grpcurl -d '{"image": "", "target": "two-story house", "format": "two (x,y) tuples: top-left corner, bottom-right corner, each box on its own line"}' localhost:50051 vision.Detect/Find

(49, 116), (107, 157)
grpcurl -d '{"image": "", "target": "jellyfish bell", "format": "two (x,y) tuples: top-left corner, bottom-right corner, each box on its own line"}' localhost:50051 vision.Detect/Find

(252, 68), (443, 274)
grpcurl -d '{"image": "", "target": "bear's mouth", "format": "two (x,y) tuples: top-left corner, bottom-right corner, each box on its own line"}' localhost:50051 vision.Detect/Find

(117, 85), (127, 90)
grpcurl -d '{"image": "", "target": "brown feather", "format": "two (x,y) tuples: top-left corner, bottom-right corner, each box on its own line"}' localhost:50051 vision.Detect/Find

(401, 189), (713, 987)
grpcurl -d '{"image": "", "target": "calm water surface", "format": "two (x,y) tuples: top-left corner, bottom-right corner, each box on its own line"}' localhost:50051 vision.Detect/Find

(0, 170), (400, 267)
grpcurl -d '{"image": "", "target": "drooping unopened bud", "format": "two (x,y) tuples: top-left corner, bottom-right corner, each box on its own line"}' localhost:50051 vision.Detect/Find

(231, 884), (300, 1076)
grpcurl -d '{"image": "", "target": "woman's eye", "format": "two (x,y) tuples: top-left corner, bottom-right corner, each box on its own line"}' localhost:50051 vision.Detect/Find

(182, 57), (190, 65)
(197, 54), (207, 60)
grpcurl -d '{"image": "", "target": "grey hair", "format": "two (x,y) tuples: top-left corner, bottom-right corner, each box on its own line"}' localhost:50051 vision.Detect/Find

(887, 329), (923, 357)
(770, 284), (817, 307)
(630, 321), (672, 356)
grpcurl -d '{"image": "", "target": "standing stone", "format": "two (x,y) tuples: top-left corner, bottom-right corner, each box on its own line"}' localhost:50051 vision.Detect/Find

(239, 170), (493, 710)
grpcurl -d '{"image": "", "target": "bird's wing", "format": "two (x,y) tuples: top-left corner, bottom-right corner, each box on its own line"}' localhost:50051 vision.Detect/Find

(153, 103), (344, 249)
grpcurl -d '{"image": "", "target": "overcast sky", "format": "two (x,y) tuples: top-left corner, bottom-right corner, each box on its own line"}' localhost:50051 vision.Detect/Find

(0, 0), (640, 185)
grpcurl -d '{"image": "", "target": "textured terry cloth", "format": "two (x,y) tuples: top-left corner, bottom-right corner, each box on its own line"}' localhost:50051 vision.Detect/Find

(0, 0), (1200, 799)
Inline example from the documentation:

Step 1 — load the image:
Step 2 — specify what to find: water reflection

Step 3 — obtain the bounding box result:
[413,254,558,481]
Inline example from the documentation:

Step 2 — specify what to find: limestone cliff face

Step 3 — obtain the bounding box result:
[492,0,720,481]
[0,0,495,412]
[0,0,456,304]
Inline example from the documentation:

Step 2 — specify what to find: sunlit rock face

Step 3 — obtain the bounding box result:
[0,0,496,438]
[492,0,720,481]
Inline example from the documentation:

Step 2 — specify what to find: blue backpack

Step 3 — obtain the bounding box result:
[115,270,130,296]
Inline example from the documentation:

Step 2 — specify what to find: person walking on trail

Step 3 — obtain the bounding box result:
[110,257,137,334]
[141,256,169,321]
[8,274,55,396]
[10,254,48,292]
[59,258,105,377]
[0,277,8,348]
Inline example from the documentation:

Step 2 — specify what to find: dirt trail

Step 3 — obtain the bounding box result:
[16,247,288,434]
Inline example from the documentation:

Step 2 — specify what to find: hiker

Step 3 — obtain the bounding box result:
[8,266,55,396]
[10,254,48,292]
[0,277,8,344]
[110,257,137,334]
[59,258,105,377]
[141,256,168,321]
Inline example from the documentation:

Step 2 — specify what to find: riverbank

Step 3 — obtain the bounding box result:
━━━━
- TASK GOAL -
Select every line in the items above that contains the word "trail" and copy each one out.

- THE RESPONSE -
Step 2 — specify what to find: person walking on trail
Step 2 — specify what to find: dirt trail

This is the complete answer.